▸ PROBLEM TO WORK ON: Copy out every one of the following records word for word, leaving out the pictures.

[Dataset excerpt]
+++

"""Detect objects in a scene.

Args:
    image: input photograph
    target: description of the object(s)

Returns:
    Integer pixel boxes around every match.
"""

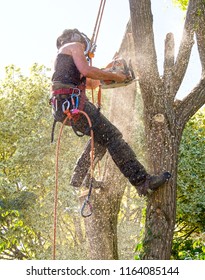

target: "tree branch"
[173,0,196,95]
[129,0,160,90]
[176,77,205,129]
[196,0,205,75]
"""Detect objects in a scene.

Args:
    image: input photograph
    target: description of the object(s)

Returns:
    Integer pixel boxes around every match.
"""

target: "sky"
[0,0,200,97]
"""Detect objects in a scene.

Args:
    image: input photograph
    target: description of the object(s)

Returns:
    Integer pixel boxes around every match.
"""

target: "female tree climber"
[51,29,171,195]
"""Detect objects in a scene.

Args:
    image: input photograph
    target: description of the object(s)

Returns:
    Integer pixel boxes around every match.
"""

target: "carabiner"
[71,93,79,109]
[62,99,70,112]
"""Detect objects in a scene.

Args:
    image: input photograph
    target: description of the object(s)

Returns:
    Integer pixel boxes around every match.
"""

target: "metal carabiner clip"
[71,93,79,109]
[62,99,70,112]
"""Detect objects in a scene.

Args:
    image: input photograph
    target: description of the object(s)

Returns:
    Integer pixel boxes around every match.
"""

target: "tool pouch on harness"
[49,86,86,142]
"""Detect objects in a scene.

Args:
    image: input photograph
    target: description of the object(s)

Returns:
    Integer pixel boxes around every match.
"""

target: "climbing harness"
[53,93,94,259]
[50,0,106,259]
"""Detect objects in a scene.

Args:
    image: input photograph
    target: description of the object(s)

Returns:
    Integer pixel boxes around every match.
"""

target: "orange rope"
[53,110,94,260]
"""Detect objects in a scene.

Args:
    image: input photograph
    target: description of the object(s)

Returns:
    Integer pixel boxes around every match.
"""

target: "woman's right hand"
[115,72,127,83]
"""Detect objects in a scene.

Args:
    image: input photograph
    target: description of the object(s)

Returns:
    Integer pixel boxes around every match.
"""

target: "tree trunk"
[129,0,205,259]
[82,0,205,260]
[82,27,139,260]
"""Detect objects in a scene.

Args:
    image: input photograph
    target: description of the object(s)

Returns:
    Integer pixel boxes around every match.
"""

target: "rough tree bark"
[85,0,205,260]
[129,0,205,259]
[81,25,139,260]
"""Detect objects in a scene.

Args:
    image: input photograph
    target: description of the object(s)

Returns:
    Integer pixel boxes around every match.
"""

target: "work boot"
[136,172,171,196]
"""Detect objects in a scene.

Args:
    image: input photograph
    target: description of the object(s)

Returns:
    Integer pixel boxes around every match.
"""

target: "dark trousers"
[61,101,147,186]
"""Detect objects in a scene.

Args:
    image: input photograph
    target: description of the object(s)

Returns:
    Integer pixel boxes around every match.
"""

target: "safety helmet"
[56,29,96,56]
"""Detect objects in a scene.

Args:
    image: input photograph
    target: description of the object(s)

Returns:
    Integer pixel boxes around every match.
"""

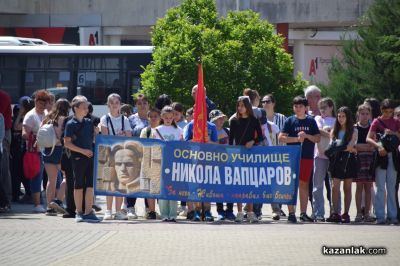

+++

▸ THE COMPLETED TASK:
"""Detect objects in a scene.

Args:
    image: input photograph
    target: description of the object(s)

Returns:
    Integer pixel boxes around every match.
"""


target: "tree branch"
[173,0,196,95]
[129,0,160,90]
[176,77,205,129]
[196,0,205,75]
"""Detect objects in a scene.

Args:
    image: input photograph
    target: description of the object(s)

Returns:
    Integer pixel boxes around every match.
"""

target: "sky"
[0,0,200,97]
"""Detect objects in a scene.

Args:
    image: input photograph
    target: description of the object(s)

Returns:
    Integer pixel boxes around every match.
"""

target: "female tree climber"
[51,29,171,195]
"""Detect objects in a scene.

Args:
    image: input photograph
    target: description of the object(s)

Returns:
    Integer pixel boxes around every match.
"""

target: "carabiner"
[71,93,79,109]
[62,99,70,112]
"""Detect objects in a scene.

Args:
    image: input photograph
    target: description of the object(s)

Returns:
    Integer pixel boxes around every match.
"""

target: "metal carabiner clip"
[71,93,79,109]
[62,99,70,112]
"""Detect objects in a scene.

Args:
    image: input photograph
    target: description of the object(s)

Returns:
    Integer pixel boxes around every match.
"""

target: "tool pouch on harness"
[49,86,86,142]
"""Detect objects in a scene.

Args:
    image: input photograph
    target: description of the object(s)

Returns:
    Integer pixel boxes around every match.
"""

target: "climbing harness"
[53,93,94,259]
[50,0,106,259]
"""Detect objects in a scene.

Args:
    image: input photograph
    target: description of the object(s)

Returns:
    Integer pixel boxes around every match.
"""

target: "orange rope"
[53,110,94,260]
"""Detect objects in a scene.

Args:
    image: input photograph
    target: description of the object(s)

Returns:
    Integer pixel boxes around every match.
"""

target: "woman's right hand"
[115,72,127,83]
"""Detect objects in a scene.

Args:
    image: input photograph
    target: description of the object(s)

Returns:
    Integer pixel boxes around every match.
"""

target: "tree trunk"
[129,0,205,259]
[82,0,205,260]
[82,27,139,260]
"""Detect objects in a scene.

Args:
    image: input photograph
    target: description of the object(s)

Returns:
    Integer pixel boxes around every match.
"""

target: "rough tree bark"
[85,0,205,260]
[129,0,205,259]
[81,25,139,260]
"""Detect objects in a scene.

Args:
    image: input photograph
    target: description of the object(s)

Returns:
    Integer pixel boxes around every match.
"""

target: "work boot"
[136,172,171,196]
"""Detect objects in a scene.

Args:
    image: input photograph
    target: description of the object(s)

Returns:
    Integer pixel boxes around every match.
"""

target: "dark trousers"
[61,101,147,186]
"""Detect objects in a scene.

Args:
    image: input photograph
    target: description of the object(s)

Returns:
    Integer pixel boxes around every match.
"""

target: "safety helmet"
[56,29,96,56]
"""Detect objects in a scene.

Args:
    image: input photograph
    target: description of the object(s)

Returns:
    Integer pixel boxes around every match.
"""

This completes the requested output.